Given request:
Print the text lines of every row below word for word, omitting the pictures.

Segmentation annotation rows:
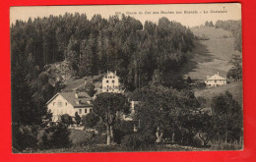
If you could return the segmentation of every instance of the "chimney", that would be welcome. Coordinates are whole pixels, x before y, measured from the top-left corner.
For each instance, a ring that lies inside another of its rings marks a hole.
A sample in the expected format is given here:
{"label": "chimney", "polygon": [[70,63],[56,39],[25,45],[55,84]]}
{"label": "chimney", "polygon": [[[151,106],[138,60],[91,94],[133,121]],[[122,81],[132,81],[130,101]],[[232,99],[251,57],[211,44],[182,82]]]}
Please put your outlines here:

Solved exercise:
If you could return the segmentation of every instance of the "chimney", that would be welcome. Coordinates are whole pixels, x before y, measured from the top-left corner.
For each instance, a ring that lies inside another of its rings marks a hole.
A sample in the expected format is given here:
{"label": "chimney", "polygon": [[70,63],[56,39],[25,45],[55,84]]}
{"label": "chimney", "polygon": [[[151,106],[138,60],[91,94],[133,121]],[[122,81],[132,81],[130,101]],[[232,99],[251,57],[211,44],[182,82]]]}
Please put your outlines here:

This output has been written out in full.